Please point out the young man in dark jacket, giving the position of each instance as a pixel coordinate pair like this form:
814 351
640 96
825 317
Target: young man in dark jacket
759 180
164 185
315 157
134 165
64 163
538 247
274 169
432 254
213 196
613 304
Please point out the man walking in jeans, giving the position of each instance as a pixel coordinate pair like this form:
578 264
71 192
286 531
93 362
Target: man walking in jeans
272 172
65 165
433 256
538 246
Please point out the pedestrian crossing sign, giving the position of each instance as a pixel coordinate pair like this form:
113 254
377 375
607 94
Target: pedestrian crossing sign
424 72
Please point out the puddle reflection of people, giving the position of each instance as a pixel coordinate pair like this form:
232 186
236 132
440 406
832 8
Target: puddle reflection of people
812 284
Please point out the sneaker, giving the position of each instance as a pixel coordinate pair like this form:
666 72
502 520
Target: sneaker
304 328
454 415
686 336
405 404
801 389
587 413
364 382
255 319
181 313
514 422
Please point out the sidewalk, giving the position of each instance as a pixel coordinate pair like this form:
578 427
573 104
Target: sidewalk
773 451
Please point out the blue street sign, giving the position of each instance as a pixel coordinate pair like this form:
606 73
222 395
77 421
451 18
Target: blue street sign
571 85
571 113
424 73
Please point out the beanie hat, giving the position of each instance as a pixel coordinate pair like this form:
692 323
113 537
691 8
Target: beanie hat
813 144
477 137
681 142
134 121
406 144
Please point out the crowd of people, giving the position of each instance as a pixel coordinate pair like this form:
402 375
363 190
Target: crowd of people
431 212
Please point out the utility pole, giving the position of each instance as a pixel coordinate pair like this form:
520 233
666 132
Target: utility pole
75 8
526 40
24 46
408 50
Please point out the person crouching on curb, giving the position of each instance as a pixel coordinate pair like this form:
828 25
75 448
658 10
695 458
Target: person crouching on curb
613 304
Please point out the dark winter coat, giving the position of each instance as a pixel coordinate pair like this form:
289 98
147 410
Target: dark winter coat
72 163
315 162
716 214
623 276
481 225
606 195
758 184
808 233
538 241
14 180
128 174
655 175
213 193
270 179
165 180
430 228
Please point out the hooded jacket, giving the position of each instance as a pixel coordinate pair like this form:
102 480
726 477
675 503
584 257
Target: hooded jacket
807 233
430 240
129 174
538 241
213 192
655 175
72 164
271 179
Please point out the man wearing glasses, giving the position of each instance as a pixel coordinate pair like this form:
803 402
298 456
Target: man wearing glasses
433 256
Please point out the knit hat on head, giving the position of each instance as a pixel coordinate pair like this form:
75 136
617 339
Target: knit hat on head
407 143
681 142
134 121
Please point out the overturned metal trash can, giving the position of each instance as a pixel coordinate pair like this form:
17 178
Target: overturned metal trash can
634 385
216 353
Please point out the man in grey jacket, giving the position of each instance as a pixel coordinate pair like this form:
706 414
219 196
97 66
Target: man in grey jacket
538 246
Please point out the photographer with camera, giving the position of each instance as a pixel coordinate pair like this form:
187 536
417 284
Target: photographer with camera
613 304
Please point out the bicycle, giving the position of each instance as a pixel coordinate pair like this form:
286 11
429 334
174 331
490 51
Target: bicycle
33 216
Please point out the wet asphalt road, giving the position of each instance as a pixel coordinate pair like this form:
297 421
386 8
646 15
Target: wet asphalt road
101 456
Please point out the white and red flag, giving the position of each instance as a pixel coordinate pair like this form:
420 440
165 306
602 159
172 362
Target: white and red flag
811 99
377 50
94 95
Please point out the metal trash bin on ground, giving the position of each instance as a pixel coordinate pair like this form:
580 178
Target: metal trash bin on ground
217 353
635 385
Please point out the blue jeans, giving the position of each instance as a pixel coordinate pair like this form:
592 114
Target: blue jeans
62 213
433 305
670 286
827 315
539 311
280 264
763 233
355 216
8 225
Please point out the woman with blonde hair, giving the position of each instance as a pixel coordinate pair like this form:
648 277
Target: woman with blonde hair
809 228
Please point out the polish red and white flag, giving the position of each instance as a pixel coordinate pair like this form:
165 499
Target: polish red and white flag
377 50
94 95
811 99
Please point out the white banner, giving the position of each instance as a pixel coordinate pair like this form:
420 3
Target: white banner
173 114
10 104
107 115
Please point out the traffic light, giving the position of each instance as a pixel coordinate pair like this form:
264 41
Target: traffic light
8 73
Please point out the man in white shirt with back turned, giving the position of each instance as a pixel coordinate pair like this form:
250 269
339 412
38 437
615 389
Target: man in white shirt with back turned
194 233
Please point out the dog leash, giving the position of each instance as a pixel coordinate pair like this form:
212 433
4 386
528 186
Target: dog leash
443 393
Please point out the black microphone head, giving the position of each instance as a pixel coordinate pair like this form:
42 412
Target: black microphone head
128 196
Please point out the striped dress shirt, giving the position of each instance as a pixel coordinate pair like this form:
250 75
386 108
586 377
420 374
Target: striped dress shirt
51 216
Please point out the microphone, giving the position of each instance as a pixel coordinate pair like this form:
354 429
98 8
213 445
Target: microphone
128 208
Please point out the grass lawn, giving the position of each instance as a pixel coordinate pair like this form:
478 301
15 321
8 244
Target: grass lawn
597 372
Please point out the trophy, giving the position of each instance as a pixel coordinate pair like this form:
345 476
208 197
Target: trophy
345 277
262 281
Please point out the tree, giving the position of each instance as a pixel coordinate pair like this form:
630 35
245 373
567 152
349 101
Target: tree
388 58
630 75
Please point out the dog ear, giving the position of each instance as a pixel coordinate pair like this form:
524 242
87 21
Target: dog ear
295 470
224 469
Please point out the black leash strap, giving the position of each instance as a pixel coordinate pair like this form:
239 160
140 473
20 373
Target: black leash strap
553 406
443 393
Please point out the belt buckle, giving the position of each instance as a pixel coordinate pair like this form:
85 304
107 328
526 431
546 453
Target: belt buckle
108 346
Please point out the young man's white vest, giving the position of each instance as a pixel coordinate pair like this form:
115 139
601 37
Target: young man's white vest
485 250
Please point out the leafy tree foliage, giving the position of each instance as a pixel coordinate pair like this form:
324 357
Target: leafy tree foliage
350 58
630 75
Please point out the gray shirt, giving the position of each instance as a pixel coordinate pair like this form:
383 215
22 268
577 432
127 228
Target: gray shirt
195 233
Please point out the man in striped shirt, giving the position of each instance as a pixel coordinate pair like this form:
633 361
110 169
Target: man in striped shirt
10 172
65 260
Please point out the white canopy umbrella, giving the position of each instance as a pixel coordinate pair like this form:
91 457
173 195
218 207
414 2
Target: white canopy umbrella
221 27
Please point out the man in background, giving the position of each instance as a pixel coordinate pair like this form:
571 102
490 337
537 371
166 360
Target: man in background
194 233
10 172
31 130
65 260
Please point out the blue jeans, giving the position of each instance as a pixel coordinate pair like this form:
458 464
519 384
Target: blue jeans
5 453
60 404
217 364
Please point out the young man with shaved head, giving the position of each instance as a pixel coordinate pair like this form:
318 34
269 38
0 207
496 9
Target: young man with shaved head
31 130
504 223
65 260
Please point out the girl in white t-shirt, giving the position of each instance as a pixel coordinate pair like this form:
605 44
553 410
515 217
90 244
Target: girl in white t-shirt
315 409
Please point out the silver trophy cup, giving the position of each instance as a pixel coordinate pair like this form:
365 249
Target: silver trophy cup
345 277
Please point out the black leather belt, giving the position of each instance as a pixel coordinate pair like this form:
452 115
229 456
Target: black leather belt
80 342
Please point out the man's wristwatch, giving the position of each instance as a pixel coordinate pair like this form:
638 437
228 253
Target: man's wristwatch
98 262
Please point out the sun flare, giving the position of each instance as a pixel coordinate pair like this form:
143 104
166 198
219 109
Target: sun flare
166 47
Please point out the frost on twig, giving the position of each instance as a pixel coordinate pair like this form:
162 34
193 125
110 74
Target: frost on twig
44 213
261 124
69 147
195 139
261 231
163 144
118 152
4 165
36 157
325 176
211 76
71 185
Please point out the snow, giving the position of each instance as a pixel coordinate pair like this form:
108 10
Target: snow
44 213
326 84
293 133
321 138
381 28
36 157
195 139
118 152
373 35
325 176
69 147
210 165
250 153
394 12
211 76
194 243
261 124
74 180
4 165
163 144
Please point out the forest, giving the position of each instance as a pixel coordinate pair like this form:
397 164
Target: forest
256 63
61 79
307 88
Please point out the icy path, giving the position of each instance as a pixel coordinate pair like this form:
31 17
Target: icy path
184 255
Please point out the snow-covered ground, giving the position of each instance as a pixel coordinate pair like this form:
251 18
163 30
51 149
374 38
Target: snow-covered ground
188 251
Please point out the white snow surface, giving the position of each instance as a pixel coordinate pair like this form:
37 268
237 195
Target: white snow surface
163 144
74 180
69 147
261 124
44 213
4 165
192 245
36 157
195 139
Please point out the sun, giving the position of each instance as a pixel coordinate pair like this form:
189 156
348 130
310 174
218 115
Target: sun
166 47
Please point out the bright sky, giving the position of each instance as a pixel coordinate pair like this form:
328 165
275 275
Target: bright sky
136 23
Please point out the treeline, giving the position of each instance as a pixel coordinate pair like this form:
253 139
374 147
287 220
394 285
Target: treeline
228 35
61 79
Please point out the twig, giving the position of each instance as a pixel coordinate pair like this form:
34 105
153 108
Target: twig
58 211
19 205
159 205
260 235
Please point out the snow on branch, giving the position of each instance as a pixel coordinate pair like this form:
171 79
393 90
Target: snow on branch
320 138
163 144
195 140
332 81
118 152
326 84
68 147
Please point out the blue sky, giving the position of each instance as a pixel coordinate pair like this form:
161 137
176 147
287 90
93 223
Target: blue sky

INSTRUCTIONS FOR THE TASK:
Repeat exactly, and only, the lines from the one containing "Target: treeline" through the end of the material.

OUTPUT:
Target: treeline
228 35
61 79
Please point out the twig, giving the position of each instance as a pixel coordinate pair like this form:
34 105
153 108
Target: twig
58 211
19 205
159 205
260 235
Please point out the snow on branch, giving the position of each instance as a pixel coordinate pair like this form:
171 79
393 90
Target: snow on branch
320 138
163 144
195 140
332 81
118 152
326 84
68 147
Please point out the blue sky, giving the position of each instance as a pixel coordinate pair like this form:
161 137
176 147
287 90
93 223
Target: blue sky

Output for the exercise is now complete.